## What is expected
Gather every line of the entries that includes the word "cairn".

Start of Material supplied

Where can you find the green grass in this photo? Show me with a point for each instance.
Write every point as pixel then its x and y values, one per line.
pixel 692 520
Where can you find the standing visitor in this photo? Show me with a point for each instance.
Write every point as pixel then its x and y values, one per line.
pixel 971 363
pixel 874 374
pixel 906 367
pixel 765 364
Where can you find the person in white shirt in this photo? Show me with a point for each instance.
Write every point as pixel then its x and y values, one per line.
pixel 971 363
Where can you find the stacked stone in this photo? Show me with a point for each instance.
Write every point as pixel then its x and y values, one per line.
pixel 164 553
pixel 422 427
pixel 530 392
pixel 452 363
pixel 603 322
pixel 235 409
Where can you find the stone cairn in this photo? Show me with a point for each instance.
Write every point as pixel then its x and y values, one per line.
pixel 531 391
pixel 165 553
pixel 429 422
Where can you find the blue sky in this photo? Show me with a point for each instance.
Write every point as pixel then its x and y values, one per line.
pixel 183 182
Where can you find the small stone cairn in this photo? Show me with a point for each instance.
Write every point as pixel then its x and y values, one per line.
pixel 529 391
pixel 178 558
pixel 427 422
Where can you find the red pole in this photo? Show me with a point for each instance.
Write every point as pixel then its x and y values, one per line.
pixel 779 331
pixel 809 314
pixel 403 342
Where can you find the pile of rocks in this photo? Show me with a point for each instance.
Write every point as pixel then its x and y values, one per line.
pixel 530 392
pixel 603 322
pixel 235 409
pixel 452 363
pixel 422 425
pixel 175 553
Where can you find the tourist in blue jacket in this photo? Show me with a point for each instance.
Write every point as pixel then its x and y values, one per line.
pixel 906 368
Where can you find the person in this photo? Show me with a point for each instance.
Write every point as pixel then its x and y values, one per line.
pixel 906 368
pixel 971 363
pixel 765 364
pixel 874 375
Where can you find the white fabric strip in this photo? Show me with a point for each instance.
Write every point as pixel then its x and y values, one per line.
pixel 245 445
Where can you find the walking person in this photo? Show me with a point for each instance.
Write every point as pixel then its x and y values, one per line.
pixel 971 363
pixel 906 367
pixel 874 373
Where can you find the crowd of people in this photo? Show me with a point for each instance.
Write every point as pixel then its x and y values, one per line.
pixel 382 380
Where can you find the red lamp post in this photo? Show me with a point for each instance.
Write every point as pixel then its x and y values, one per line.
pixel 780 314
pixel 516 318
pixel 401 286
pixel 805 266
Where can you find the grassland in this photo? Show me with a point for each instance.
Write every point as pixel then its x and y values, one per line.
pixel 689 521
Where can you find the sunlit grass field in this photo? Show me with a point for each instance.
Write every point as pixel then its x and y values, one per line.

End of Material supplied
Start of Material supplied

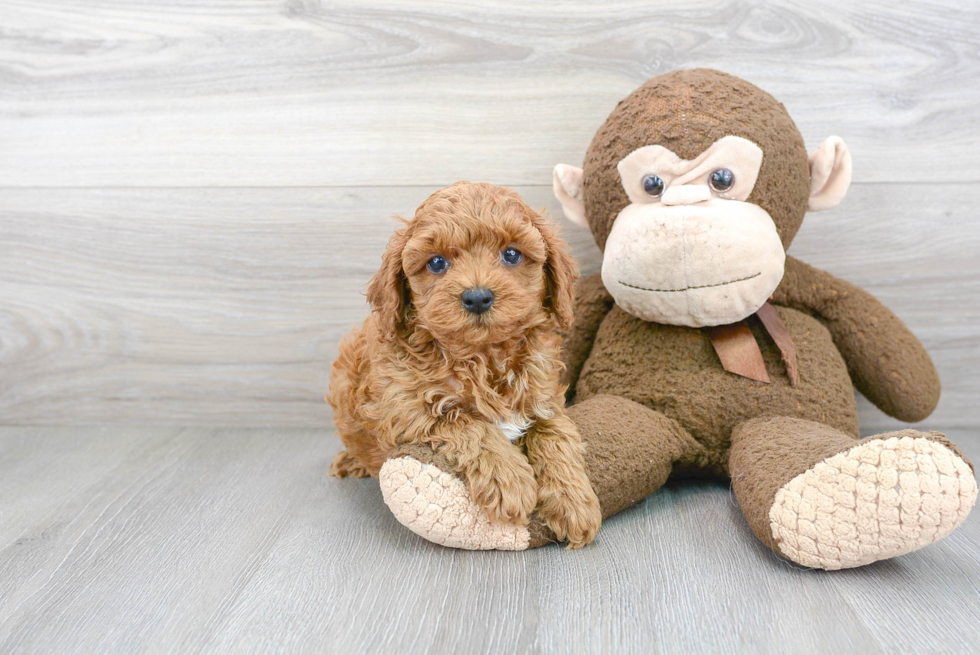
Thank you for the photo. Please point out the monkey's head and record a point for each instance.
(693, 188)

End of Material supplied

## Solution
Where can you find the stone cairn in this photo? Show me with a point for each instance.
Where can you find the small stone cairn in this photo? Show me with a point for each instance.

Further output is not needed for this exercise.